= Problem statement =
Report each line of the data that has "yellow" somewhere in it.
---- Task inputs
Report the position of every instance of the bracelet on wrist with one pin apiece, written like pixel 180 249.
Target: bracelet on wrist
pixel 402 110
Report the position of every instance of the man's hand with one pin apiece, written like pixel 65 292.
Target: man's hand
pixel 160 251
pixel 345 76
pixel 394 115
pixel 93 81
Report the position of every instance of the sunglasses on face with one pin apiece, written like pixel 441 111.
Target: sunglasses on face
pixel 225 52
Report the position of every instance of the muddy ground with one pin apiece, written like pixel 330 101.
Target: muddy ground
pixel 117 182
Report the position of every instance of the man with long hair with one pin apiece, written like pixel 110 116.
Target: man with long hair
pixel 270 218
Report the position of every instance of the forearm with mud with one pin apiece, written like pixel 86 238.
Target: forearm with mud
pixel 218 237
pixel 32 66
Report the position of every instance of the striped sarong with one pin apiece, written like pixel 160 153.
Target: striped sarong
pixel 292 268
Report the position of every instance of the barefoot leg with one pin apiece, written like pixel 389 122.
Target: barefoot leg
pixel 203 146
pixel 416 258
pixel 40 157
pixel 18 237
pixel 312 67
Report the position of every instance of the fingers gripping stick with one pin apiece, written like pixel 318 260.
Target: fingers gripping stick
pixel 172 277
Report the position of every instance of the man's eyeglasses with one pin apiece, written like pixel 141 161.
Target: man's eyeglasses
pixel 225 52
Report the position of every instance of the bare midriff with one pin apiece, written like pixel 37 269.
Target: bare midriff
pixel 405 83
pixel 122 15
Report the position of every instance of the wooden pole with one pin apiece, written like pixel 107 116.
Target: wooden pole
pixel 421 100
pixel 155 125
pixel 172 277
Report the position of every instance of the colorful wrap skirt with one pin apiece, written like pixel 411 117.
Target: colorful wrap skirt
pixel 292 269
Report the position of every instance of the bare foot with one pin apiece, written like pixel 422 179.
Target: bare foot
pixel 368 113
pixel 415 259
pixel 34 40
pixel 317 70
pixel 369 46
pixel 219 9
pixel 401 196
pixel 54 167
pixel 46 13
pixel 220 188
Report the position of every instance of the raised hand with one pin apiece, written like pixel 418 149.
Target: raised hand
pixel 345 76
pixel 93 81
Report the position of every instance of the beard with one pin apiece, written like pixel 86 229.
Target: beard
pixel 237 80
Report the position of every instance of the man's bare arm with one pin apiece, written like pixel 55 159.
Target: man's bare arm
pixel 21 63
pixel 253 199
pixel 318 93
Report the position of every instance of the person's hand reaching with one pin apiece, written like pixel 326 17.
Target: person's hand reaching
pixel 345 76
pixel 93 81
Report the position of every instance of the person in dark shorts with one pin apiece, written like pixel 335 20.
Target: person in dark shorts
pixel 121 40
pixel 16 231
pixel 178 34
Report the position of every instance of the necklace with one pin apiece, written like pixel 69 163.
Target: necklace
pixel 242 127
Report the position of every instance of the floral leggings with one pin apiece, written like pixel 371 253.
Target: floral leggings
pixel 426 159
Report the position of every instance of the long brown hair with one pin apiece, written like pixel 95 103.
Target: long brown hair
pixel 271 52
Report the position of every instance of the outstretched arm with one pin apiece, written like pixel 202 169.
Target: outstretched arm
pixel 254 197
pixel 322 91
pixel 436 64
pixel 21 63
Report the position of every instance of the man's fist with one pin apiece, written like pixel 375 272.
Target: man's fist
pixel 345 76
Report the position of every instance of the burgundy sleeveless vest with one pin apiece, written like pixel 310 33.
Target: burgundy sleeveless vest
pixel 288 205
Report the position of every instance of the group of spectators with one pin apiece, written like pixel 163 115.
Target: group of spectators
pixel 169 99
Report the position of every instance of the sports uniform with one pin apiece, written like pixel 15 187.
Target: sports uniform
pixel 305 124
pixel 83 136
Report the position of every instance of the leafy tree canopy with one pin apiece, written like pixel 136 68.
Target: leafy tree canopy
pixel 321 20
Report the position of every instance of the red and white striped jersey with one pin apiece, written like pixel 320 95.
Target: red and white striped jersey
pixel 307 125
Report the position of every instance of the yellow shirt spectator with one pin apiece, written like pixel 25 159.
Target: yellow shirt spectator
--------
= The answer =
Report the position of every instance of the yellow shirt spectator with one pin apiece, written like pixel 25 159.
Target: yellow shirt spectator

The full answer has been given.